Supplied passage:

On Fri, Sep 8, 2017 at 10:51 AM, Andy Blunden <ablunden@mira.net
ablunden@mira.net>> wrote:

      "Andy added the notion that experts need basically to
      be able to agree reliably on examples of the unit" ?
      Researchers need to be clear about the unit of
      analysis each of them are using and of course,
      collaboration is much easier if you are all using the
      same unit of analysis. Exemplars are a way of
      substantiating a concept while a concept remains
      unclear or diverse, just like lists of attributes and
      definitions - all of which still fall short of a
      concept. To grasp the concept of something, like "unit
      of analysis," you have to know the narrative in which
      the concept is situated. Narrative knowledge and
      conceptual knowledge are mutually interdependent. The
      first three chapters of the story of "unit of
      analysis" as I see it are in my paper "Goethe, Hegel &
      Marx" to be published in "Science & Society" next
      - Vygotsky is the 4th chapter.

      "What makes water not an element, but a compound, are
      the relations between the subunits" ?
      The idea of a water molecule pre-dates he discovery of
      its composition as H2O and all the chemical properties
      related to that. As David suggested, it is the much
      more ancient knowledge of the "water cycle" - rain,
      snow, hail and fog ... run-off, streams, rivers, lakes
      ... seas, oceans ... vapour, steam ... - which is
      expressed in the idea of a "water molecule" - a tiny
      particle which all these things are made of, but which
      combines in different forms of movement to give us the
      various physical forms of what is all water. It is an
      unfortunate choice for a archetypal example, because
      it appears to contradict my claim that the concept of
      the unit must be visceral. The water molecule is so
      small it can be held in the hand, tossed around and
      stacked together only in the imagination. Nonetheless,
      like with metaphors, it is our visceral knowledge of
      particles (stones, pieces of bread, household objects,
      etc) which makes the concept of a "water molecule"

Goal: According to the email on units of analysis, which chapter of the story of "unit of analysis" is Vygotsky? You can answer without the data.

Stored data:
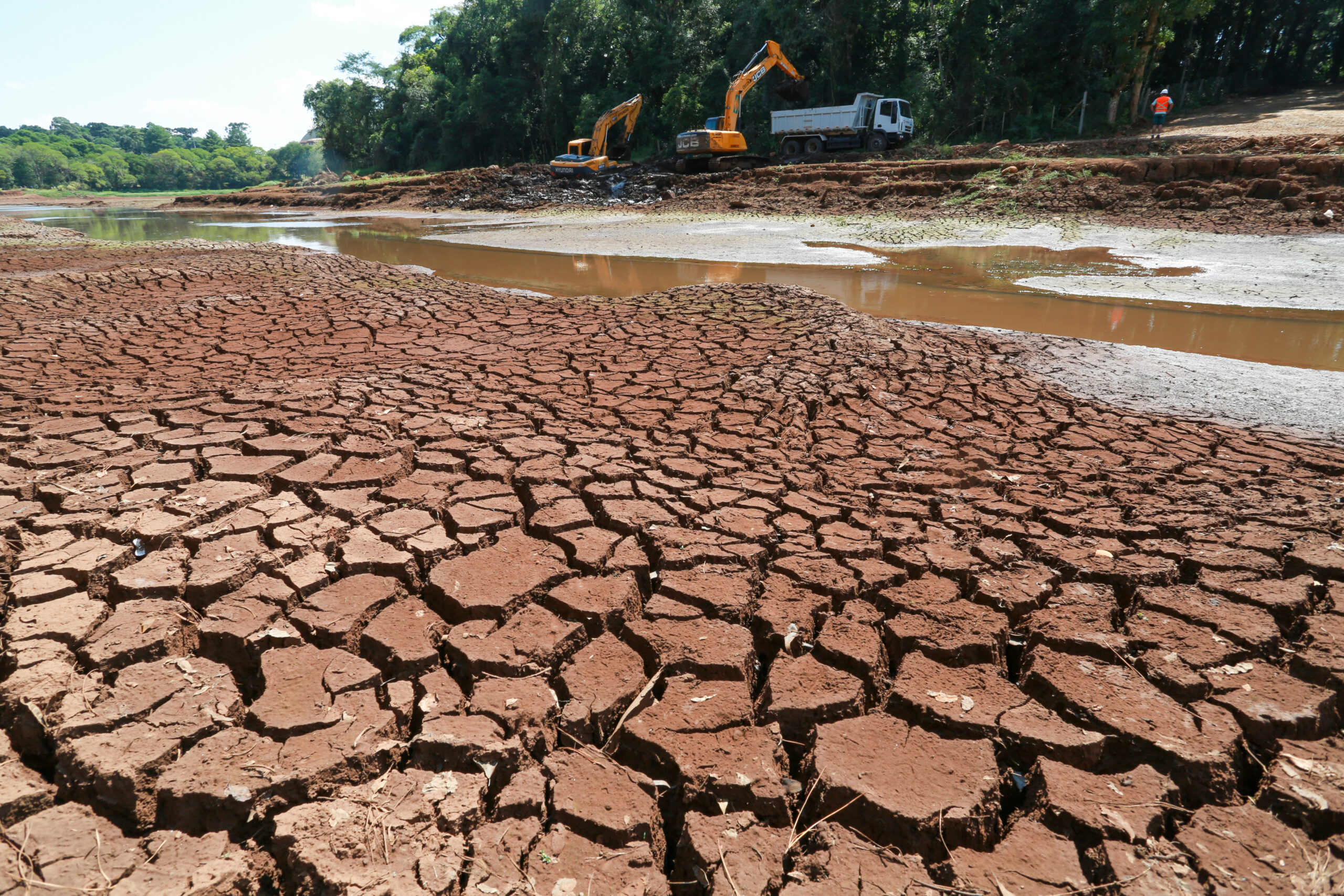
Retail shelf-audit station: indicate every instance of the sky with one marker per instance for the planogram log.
(187, 65)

Answer for this exercise: Vygotsky is the fourth chapter.